[CONSIGNE 1]: Compte les lignes des entrées qui contiennent le mot « negative », en respectant la casse, et donne uniquement ce nombre.

[EXTRAIT DE PAGE]:
++++
Cabaret 1930 est un jeu d’inspiration historique et ambiance inspiré par le film Cabaret (1972), pour 44 joueurs et une durée de 14h environ, produit en Belgique dans le cadre de l’association Et Encore Asbl. J’ai eu l’occasion de participer à la deuxième session, jouée à Bruxelles le 25 mars 2017. Cet article reviendra sur les points essentiels de ce jeu, qui devrait connaître encore au moins une autre session.
Structure, thème, techniques
Le jeu propose de faire vivre un club, Die Kabarett, au cours de trois soirées du nouvel an en 1928, 1930, et 1933. Cette progression temporelle suit la dégradation de la République de Weimar et la montée du nazisme.
++++
[CONSIGNE 2]: Prolonge le texte sur le jeu Cabaret 1930 à partir de sa dernière phrase.

[ENTRÉES À TRAITER]:
++++
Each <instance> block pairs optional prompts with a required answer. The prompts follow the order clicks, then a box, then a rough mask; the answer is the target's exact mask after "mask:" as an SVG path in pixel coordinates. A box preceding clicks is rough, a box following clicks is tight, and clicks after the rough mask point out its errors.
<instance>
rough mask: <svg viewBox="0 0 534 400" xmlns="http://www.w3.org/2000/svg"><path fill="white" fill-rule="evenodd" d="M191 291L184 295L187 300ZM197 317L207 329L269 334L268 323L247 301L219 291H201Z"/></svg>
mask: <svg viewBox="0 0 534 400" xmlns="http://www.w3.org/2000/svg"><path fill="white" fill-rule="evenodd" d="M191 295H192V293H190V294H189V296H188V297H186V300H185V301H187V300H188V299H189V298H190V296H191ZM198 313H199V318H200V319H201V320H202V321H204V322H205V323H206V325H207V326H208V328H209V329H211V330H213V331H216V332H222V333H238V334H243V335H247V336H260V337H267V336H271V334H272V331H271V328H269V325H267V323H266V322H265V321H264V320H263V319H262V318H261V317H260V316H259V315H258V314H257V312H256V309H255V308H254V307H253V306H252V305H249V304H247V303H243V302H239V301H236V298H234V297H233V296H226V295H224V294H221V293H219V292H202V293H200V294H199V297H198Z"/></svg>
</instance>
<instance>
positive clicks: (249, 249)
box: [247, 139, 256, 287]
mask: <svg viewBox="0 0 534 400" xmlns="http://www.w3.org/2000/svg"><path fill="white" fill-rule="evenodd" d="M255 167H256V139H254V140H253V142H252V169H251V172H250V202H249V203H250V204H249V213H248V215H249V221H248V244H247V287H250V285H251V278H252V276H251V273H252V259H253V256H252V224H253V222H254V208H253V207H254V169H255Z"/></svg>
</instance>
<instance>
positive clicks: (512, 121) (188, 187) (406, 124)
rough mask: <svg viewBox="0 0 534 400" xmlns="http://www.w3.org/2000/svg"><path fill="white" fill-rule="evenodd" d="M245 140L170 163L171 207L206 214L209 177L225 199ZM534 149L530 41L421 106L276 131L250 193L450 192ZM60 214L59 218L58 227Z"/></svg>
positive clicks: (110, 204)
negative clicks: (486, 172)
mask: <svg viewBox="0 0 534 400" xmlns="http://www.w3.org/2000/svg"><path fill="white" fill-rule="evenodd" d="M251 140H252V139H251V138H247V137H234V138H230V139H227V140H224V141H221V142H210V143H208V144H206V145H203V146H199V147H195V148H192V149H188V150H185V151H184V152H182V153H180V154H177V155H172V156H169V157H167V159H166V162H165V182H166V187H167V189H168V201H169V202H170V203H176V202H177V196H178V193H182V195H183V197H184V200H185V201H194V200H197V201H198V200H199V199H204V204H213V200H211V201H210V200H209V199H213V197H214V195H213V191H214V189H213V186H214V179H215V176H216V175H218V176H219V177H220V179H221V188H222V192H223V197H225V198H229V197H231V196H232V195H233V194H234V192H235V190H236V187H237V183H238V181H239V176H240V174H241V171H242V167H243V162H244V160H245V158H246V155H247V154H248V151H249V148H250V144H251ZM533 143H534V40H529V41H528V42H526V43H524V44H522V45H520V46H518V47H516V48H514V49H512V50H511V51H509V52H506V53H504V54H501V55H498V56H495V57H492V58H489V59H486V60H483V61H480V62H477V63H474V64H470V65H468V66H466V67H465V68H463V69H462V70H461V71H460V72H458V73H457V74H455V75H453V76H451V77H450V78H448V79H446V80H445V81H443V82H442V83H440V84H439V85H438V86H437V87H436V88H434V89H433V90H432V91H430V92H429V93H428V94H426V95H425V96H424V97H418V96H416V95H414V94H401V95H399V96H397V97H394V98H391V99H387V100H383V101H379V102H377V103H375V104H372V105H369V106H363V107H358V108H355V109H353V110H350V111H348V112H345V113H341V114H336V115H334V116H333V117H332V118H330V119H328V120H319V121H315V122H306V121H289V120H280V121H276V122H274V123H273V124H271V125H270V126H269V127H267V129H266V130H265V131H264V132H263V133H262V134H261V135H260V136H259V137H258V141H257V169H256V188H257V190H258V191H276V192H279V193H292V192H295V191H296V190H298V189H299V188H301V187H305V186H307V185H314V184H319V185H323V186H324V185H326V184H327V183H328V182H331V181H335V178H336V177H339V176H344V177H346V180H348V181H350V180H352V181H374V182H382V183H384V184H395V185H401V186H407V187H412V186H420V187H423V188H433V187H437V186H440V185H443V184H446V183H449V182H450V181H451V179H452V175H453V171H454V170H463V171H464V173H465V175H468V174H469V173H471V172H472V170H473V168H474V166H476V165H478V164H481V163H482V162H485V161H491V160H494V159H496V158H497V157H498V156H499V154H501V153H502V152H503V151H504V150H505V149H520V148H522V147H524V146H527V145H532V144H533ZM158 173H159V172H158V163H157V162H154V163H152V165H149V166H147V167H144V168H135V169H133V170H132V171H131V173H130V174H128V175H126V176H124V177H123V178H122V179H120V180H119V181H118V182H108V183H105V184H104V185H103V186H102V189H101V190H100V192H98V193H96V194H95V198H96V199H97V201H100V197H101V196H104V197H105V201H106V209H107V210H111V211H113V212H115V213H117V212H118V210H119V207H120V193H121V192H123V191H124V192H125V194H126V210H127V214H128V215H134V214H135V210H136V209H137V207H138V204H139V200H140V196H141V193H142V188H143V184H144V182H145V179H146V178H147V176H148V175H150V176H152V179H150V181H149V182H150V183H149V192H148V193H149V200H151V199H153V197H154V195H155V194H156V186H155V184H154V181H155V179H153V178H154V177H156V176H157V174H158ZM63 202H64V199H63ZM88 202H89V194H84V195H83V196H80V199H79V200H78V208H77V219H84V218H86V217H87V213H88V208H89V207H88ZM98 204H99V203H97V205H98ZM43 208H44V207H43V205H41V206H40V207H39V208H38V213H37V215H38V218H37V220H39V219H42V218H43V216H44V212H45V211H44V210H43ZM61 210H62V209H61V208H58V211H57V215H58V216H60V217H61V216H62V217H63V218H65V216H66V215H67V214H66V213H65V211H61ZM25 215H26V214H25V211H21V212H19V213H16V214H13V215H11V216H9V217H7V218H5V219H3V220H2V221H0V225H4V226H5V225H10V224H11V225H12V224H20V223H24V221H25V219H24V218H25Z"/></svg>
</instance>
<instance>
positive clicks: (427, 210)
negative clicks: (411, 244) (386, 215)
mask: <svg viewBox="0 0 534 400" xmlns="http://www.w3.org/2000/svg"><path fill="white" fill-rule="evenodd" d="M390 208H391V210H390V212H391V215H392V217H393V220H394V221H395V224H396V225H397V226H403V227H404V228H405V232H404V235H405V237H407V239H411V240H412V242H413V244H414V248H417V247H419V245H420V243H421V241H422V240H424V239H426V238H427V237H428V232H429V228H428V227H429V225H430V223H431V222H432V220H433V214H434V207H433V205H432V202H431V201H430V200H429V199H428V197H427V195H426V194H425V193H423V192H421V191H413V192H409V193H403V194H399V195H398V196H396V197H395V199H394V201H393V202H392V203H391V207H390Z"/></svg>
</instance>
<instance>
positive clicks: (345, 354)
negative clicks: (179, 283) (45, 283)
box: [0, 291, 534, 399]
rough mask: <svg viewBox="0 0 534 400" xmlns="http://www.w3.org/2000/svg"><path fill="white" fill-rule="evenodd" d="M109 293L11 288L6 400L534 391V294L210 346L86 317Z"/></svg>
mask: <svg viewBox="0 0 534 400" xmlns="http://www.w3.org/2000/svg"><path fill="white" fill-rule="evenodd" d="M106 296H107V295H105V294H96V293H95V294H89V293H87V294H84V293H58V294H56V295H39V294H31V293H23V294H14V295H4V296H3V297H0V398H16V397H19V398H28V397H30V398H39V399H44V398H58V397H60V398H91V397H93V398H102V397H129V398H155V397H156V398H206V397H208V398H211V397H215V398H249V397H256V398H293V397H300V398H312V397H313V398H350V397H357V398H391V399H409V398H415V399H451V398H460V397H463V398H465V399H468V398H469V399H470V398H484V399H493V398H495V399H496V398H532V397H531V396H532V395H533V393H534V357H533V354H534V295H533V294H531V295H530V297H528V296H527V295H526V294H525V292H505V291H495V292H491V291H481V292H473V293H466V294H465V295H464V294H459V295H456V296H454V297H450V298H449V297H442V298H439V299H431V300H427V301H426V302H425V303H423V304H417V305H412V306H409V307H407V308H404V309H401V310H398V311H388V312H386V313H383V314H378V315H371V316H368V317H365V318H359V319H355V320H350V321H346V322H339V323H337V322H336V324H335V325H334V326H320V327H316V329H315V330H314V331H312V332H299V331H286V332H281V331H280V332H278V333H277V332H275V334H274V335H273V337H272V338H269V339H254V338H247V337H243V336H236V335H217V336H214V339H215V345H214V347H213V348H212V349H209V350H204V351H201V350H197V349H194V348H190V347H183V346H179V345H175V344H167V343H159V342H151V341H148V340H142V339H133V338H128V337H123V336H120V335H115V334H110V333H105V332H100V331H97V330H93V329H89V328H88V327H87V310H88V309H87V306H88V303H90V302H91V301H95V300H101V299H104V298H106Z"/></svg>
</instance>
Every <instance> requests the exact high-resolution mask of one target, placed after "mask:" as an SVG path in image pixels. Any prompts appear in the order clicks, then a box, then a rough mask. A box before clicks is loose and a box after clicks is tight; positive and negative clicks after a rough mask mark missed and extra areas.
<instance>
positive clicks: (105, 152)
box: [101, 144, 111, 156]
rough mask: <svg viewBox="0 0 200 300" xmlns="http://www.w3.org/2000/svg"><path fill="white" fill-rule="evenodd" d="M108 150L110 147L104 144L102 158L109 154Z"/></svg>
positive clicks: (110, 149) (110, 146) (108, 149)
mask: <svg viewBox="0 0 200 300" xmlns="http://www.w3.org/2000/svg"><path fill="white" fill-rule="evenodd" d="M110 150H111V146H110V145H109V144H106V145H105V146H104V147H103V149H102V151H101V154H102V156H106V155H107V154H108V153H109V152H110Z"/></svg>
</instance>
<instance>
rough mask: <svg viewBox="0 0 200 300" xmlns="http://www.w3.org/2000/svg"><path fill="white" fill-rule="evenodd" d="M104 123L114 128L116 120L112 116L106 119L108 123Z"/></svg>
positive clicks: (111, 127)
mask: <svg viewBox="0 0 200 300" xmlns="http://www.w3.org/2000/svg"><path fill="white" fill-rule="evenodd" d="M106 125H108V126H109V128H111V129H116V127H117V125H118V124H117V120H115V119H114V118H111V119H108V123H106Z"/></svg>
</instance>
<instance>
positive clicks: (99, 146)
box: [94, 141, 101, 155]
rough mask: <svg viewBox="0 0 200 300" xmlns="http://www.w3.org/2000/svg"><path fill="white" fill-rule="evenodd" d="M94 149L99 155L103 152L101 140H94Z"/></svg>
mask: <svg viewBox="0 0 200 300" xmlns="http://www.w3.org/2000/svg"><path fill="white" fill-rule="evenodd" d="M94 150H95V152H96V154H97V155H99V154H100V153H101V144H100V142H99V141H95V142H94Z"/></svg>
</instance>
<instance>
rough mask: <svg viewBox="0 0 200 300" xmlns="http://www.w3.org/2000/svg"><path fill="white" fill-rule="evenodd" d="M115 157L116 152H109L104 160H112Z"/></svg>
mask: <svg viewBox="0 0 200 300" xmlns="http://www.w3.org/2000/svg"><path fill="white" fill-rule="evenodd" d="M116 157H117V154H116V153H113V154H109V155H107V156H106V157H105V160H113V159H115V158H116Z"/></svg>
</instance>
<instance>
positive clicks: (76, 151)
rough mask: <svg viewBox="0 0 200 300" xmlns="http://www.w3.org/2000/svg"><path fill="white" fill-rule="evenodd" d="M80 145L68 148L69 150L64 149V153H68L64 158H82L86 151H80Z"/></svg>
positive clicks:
++++
[RÉPONSE FINALE 1]: 4

[RÉPONSE FINALE 2]:
Il s’agit donc d’un jeu en séquences, avec une ellipse temporelle entre chaque partie. Chaque temps de jeu commence par une phase de black box dirigée, où les participants jouent des scènes scriptées de leur passé, la dernière scène, collective, servant de transition. Les participants jouent ensuite la soirée au Cabaret : une phase durant laquelle les clients arrivent et les artistes répètent, et une phase de spectacle, pendant laquelle les visiteurs peuvent cependant continuer librement leurs interactions. Seul le dernier numéro, ou clou du spectacle, qui clôt la période, se fait dans le noir et en silence complet. Le « au revoir et bonne année » du MC marque la fin de chaque acte, et donc, de la même manière, la fin du jeu, l’épilogue étant envoyé aux participants par écrit.
Avant le jeu, les joueurs reçoivent un rappel historique, leur fiche de personnage, comprenant une page d’historique et une à deux pages de description des autres personnages et relations, et le who is who. Le jeu est précédé d’une journée d’ateliers dédiés à la sécurité et aux méta-techniques, et, sur site, de trois heures consacrées à la préparation et aux ateliers (Hot Seat et entraînement à l’Ars Amandi, utilisé pour la simulation des relations intimes).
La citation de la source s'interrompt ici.